-- start Data provided --
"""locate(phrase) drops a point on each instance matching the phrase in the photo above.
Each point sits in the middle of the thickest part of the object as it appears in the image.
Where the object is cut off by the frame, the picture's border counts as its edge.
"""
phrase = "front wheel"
-- end Data provided --
• Aim of the exercise:
Recast every line of the listing above as a JSON list of strings, one string per line and with blank lines omitted.

• Written solution:
[
  "\"\"\"locate(phrase) drops a point on each instance matching the phrase in the photo above.",
  "Each point sits in the middle of the thickest part of the object as it appears in the image.",
  "Where the object is cut off by the frame, the picture's border counts as its edge.",
  "\"\"\"",
  "phrase = \"front wheel\""
]